** Task material follows **

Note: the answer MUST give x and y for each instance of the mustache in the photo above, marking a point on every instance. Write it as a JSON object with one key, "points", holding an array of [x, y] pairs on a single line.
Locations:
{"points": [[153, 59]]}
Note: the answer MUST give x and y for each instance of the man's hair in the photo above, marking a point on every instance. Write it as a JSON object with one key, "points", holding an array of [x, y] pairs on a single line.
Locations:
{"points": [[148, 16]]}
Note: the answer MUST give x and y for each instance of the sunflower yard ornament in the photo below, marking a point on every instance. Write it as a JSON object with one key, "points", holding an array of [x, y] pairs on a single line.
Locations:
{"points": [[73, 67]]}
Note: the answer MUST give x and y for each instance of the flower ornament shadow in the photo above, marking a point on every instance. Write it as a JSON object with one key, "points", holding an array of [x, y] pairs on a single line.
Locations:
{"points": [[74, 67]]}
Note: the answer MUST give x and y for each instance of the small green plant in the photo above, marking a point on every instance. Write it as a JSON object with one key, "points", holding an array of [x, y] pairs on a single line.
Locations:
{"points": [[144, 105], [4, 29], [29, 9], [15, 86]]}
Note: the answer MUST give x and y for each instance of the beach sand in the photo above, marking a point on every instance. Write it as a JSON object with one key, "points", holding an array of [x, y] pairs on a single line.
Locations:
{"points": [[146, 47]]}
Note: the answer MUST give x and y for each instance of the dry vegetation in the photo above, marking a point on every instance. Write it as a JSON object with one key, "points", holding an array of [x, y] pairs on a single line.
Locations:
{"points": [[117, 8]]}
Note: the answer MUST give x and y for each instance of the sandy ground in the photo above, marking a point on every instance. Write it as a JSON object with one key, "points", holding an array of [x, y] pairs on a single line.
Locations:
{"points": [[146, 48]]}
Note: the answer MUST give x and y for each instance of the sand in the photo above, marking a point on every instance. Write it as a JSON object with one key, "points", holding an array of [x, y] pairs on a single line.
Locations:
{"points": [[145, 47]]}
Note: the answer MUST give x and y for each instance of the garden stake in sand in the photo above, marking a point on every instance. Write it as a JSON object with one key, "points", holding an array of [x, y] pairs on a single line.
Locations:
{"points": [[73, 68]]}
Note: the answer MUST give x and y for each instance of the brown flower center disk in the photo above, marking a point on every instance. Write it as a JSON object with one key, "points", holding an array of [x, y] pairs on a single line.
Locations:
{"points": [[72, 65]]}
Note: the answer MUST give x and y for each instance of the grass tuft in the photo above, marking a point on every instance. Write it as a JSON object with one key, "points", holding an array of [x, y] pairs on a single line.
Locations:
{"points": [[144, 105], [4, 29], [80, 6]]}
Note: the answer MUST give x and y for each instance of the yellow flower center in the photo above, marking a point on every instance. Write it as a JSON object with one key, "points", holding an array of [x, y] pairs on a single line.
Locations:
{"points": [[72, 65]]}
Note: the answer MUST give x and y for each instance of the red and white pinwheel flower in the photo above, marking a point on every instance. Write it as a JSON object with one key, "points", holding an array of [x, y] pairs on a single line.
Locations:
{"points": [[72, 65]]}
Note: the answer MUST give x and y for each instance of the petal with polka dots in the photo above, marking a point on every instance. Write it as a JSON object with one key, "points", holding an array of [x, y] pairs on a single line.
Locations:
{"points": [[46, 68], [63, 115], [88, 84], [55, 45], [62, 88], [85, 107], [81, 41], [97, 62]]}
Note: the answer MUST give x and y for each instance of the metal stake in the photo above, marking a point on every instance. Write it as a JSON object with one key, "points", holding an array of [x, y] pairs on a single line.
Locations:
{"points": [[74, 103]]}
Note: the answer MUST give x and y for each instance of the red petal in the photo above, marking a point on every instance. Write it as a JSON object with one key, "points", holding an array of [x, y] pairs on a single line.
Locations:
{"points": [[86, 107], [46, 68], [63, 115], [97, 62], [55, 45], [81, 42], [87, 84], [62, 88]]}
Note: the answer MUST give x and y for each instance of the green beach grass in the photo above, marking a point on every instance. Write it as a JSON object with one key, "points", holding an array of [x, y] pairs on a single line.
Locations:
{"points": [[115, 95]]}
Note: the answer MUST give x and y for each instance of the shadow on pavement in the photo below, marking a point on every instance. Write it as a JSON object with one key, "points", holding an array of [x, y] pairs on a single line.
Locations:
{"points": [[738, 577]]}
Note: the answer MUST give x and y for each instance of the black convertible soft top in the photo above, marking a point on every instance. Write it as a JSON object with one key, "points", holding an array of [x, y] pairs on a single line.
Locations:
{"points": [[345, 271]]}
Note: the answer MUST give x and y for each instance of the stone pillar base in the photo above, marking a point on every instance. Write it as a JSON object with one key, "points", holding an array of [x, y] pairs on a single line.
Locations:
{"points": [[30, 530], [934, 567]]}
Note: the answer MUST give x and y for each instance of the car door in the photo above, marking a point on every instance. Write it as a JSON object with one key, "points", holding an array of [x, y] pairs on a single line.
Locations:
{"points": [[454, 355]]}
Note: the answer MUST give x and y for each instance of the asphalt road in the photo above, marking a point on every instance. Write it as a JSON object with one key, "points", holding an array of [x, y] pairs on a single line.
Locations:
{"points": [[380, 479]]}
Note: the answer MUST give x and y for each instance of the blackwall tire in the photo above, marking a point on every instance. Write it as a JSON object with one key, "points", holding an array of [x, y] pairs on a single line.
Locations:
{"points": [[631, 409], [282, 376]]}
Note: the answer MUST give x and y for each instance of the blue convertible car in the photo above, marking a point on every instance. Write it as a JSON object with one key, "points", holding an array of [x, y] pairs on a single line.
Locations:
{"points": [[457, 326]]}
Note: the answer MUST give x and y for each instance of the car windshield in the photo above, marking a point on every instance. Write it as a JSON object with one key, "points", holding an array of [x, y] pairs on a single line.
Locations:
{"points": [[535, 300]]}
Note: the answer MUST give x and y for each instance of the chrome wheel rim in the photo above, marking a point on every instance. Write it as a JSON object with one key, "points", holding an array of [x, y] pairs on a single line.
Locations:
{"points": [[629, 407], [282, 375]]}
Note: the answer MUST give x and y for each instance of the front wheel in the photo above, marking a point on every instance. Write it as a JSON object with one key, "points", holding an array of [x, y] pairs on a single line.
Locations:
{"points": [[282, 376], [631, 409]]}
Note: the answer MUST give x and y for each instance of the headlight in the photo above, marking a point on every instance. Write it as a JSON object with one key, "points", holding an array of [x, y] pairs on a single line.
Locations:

** End of Task material **

• Required action
Looking at the records above, say how many of their lines include the word "beach", with no other words.

• Result
2